→ Short exercise A
Copy everything from "Tires: The cooler" down to "for more details." in the winter driving guide below, word for word.

----- Quoted passage -----

Shifting Into Winter: Winter Tires, Driving, Energy Consumption, Tips & Expectations

Winter driving can be dangerous and also has higher energy consumption. However there’s a misconception that electric vehicles fair much worse than their internal combustion engine counterparts. Electric vehicles actually fair better on costs and efficient energy use. There are also measures you can take to help counter or reduce the impact on both range and consumption.

Tires are important!

Tires: The cooler it gets below 7° C, summer and all-season tires loose their grip. They suffer from a big increase of traction-loss to loosing most of their grip around -14° C. However, winter tires are made to gain grip as it gets cooler. With rain (and any form of frozen precipitation) this impact get even bigger.

Winter tires or chains are required on most routes in British Columbia from October 1 to March 31. For select highways, including mountain passes and rural routes in high snowfall areas, the date will be extended until April 30 to account for early-spring snowfall.

3.5 mm or more tread & a proper symbol

Mountain/Snowflake and/or
“M” and “S” lettering.

See the BC Government website tire and chains passenger vehicle requirements for more details.

Winter Driving: Avoiding problems

Drive for the conditions! Shifting your driving habits to tackle winter driving which puts our car and our skills to the test, is vital to avoid problems. There’s just too much unpredictability & variability to drive the same as we do during ideal conditions.

  • Drop your speed. The speed limit is for ideal conditions. Be ready for the inevitable unpredictability of snow and ice on the road. Its going to take you longer to stop as you’ll very likely have to slow down and maneuver slowly to maintain control.
  • Four second following rule minimum. At least double your stopping distance from others.
  • Always be looking and planning ahead for your stops, turns, and lane changes.
  • Adjust and smooth out your steering, braking & accelerations.
  • Black Ice is common in shaded areas, bridges, overpasses. Be extra vigilant when maneuvering in those area. Slow down slowly in advance if you know you’ll need to in those areas and coast through it otherwise.
  • Sharp curves & hills: Try to avoid accelerating and braking during turns, try and coast thought them. Slow down slowly before going down a hill.
  • Drive with headlights on in low light, fog, smoke, & snow to see and be seen.
  • Use extreme caution around road maintenance vehicles. Be ready with the wipers and whats ahead in case you have a few seconds of no visibility.
  • Practice how to handle skids in case you accidentally find yourself start or are out of control of your vehicle. If you start to skid, ease off the brake or accelerator, and look and steer smoothly in the direction you want to go. Be careful not to over-steer. When in a straight line try to shift into neutral or coast.

For more tips & resources on how to stay safe on the road this winter see the BC Government DriveBC website Shift Into Winter. DriveBC also provides current road conditions via an interactive voice response system. Call the Traveller Information System at 1-800-550-4997. For example to get the Highway 1 road conditions in the lower mainland say the following voice prompt at the main menu: Highways, Trans Canada Highway, Mainland, Conditions.

-----

→ Short exercise B
Substitute "RegionFinder" for "ObjectDetector" in the records below, covering everything from their start down to the line containing "[101,155,209,208]". Give those lines back with nothing else altered.

----- Dataset rows -----

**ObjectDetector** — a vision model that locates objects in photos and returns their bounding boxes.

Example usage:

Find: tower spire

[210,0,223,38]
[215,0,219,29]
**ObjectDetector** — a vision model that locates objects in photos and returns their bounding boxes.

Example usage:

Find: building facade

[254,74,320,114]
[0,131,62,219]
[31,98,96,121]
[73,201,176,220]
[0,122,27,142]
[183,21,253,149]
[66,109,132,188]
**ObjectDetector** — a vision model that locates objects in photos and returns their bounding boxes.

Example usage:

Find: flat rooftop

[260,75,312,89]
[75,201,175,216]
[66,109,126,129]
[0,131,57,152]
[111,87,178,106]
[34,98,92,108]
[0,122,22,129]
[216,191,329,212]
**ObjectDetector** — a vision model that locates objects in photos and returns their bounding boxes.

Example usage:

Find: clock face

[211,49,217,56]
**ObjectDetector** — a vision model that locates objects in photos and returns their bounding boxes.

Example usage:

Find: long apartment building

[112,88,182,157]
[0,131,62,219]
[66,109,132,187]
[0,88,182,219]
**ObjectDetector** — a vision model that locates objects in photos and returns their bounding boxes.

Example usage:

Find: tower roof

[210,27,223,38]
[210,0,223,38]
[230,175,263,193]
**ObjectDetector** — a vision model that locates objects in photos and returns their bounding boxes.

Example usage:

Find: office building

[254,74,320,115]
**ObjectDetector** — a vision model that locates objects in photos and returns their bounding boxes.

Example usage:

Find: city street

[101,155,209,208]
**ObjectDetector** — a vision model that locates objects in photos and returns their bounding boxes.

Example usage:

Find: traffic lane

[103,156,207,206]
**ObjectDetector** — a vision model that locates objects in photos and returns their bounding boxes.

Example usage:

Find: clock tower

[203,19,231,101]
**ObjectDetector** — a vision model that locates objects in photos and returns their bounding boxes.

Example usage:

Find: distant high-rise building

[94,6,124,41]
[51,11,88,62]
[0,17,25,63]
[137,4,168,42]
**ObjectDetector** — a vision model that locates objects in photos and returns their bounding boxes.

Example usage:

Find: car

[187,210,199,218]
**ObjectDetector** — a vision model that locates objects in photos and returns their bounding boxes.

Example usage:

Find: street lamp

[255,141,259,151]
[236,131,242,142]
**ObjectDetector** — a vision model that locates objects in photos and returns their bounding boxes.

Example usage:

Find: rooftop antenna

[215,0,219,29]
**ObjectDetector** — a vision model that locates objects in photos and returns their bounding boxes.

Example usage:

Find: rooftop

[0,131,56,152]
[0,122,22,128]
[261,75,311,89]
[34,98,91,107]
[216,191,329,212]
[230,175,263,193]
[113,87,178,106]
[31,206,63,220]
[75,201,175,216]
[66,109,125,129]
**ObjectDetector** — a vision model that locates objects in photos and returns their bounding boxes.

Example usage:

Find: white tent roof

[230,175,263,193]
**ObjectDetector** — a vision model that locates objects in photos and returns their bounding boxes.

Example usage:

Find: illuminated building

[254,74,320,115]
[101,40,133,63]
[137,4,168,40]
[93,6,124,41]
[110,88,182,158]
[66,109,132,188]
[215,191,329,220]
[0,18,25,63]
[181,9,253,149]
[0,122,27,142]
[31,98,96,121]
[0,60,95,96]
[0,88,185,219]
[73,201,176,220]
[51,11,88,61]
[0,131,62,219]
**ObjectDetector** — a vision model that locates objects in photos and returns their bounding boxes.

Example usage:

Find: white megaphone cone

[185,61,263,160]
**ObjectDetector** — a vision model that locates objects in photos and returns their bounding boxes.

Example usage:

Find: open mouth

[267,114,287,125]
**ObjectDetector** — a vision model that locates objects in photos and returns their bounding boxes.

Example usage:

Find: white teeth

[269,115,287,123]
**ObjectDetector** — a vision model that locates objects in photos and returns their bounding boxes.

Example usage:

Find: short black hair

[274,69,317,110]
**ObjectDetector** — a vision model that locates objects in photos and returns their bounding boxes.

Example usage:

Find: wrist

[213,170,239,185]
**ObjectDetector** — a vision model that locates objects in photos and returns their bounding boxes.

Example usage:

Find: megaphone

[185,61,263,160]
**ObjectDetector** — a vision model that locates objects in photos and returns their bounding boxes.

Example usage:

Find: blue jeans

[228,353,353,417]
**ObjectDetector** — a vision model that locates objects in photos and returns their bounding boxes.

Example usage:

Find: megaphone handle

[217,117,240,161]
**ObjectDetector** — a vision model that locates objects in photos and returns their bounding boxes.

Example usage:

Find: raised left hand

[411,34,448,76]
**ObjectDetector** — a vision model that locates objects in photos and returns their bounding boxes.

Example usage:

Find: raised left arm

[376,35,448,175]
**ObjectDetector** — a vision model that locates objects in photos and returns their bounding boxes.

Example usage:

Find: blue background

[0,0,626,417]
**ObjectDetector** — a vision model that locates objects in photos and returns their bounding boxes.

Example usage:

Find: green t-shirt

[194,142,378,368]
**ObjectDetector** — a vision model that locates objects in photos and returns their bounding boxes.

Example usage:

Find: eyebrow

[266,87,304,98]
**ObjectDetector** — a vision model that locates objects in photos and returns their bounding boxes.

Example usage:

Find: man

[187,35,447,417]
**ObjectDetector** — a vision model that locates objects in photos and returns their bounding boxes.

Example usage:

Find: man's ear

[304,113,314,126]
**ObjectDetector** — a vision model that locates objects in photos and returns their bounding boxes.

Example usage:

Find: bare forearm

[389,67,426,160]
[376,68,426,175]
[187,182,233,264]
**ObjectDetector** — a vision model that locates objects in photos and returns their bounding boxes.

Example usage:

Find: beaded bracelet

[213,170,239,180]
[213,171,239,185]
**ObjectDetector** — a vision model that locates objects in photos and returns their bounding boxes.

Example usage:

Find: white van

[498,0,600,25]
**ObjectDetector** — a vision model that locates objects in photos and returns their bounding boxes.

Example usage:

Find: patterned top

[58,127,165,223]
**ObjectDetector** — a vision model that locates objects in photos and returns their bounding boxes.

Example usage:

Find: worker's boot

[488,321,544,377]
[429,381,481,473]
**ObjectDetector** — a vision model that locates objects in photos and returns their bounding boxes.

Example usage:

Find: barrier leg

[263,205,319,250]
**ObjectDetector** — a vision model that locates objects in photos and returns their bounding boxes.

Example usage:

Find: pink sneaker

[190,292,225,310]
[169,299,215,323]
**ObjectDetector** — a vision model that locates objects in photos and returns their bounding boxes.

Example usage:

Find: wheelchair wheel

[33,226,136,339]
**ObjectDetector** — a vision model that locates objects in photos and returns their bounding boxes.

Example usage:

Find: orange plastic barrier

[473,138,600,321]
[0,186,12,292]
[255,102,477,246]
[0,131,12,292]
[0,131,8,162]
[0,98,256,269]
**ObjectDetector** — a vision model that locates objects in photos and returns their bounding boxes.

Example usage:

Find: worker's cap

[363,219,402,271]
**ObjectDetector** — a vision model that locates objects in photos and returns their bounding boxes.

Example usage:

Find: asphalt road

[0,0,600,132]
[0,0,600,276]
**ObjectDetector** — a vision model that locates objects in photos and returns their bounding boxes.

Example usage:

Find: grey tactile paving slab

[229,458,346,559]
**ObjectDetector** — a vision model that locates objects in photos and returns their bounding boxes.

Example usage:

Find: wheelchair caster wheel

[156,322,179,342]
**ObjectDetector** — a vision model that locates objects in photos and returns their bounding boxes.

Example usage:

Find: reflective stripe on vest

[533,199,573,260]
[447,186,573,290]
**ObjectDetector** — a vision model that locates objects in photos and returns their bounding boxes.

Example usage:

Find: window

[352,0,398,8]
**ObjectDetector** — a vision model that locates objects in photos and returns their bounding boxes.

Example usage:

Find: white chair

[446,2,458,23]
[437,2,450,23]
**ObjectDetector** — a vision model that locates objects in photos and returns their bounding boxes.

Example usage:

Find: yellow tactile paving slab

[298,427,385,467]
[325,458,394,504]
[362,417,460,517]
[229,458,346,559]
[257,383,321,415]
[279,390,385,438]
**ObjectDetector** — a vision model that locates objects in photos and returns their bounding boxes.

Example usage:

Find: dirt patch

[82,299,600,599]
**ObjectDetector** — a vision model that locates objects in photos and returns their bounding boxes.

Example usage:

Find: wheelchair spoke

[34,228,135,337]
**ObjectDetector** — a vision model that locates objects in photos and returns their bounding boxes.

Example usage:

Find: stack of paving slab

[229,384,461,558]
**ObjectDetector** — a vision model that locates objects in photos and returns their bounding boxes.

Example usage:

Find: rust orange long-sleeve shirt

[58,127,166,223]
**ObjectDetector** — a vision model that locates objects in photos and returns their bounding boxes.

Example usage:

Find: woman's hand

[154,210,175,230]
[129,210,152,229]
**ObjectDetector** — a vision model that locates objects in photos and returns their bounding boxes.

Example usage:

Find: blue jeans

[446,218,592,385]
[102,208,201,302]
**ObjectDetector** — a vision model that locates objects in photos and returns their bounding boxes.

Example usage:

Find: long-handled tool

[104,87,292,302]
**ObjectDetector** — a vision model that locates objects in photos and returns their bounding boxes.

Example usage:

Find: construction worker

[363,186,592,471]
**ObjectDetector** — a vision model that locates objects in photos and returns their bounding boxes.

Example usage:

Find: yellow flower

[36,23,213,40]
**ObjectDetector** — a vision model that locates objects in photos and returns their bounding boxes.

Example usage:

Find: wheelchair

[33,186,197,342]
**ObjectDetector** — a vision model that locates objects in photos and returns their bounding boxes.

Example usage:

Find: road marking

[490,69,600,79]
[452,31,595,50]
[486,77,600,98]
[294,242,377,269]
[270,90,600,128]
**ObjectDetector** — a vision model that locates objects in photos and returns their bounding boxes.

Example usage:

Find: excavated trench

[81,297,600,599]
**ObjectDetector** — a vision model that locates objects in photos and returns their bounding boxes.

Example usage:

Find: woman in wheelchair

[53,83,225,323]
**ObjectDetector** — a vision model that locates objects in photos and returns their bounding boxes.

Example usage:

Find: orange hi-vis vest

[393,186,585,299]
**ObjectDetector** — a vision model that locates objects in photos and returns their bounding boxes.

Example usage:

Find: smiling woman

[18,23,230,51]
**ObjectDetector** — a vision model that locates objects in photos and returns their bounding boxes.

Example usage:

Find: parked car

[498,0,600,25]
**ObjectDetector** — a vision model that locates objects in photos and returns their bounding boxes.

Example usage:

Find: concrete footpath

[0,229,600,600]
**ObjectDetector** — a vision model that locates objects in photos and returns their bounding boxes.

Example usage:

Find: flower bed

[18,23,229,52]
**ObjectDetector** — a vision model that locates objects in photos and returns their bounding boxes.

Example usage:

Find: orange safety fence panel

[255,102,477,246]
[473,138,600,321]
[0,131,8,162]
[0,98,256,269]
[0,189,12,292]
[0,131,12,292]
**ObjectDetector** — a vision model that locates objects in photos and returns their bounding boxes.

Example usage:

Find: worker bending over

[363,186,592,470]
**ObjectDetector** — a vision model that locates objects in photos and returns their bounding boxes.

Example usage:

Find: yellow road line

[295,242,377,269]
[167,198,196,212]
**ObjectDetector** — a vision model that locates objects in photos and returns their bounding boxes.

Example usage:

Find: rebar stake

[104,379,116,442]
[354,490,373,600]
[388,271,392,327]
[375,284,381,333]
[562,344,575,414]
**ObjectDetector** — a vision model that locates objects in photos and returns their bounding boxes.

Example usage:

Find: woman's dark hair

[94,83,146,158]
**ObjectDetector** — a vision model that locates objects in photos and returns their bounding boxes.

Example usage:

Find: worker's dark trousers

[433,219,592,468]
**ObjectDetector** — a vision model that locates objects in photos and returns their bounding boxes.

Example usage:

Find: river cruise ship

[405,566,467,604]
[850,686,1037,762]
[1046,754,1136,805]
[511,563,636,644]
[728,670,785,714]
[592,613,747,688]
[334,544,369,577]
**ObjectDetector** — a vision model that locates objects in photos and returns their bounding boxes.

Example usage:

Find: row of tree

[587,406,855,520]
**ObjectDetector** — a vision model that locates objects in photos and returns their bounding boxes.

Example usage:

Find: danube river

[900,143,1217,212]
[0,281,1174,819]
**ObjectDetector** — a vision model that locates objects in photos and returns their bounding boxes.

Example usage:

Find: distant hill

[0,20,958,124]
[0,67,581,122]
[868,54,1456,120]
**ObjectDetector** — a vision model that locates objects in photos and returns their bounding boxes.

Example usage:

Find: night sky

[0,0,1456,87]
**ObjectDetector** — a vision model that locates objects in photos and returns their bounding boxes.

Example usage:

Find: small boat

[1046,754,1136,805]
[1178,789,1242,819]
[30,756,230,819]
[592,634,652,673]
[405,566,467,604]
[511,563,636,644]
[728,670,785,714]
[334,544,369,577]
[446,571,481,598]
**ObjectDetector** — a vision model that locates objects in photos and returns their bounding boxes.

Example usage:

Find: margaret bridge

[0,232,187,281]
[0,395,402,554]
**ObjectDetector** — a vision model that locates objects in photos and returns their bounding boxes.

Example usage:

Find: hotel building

-----

→ Task answer A
Tires: The cooler it gets below 7° C, summer and all-season tires loose their grip. They suffer from a big increase of traction-loss to loosing most of their grip around -14° C. However, winter tires are made to gain grip as it gets cooler. With rain (and any form of frozen precipitation) this impact get even bigger.

Winter tires or chains are required on most routes in British Columbia from October 1 to March 31. For select highways, including mountain passes and rural routes in high snowfall areas, the date will be extended until April 30 to account for early-spring snowfall.

3.5 mm or more tread & a proper symbol

Mountain/Snowflake and/or
“M” and “S” lettering.

See the BC Government website tire and chains passenger vehicle requirements for more details.

→ Task answer B
**RegionFinder** — a vision model that locates objects in photos and returns their bounding boxes.

Example usage:

Find: tower spire

[210,0,223,38]
[215,0,219,29]
**RegionFinder** — a vision model that locates objects in photos and returns their bounding boxes.

Example usage:

Find: building facade

[254,74,320,114]
[0,131,62,219]
[31,98,96,121]
[73,201,176,220]
[0,122,27,142]
[183,21,253,149]
[66,109,132,188]
**RegionFinder** — a vision model that locates objects in photos and returns their bounding boxes.

Example usage:

Find: flat rooftop

[260,75,312,89]
[75,201,175,216]
[66,109,126,129]
[0,131,57,152]
[111,87,178,106]
[34,98,92,108]
[0,122,22,129]
[216,191,329,212]
**RegionFinder** — a vision model that locates objects in photos and returns their bounding boxes.

Example usage:

Find: clock face

[211,49,217,56]
**RegionFinder** — a vision model that locates objects in photos and returns their bounding boxes.

Example usage:

Find: long apartment building

[112,88,182,157]
[0,131,62,219]
[66,109,132,187]
[0,88,182,219]
**RegionFinder** — a vision model that locates objects in photos and returns their bounding boxes.

Example usage:

Find: tower roof

[210,27,223,38]
[210,0,223,38]
[230,175,263,193]
**RegionFinder** — a vision model that locates objects in photos and returns their bounding boxes.

Example usage:

Find: office building

[254,74,320,115]
**RegionFinder** — a vision model that locates objects in photos and returns their bounding boxes.

Example usage:

Find: city street

[101,155,209,208]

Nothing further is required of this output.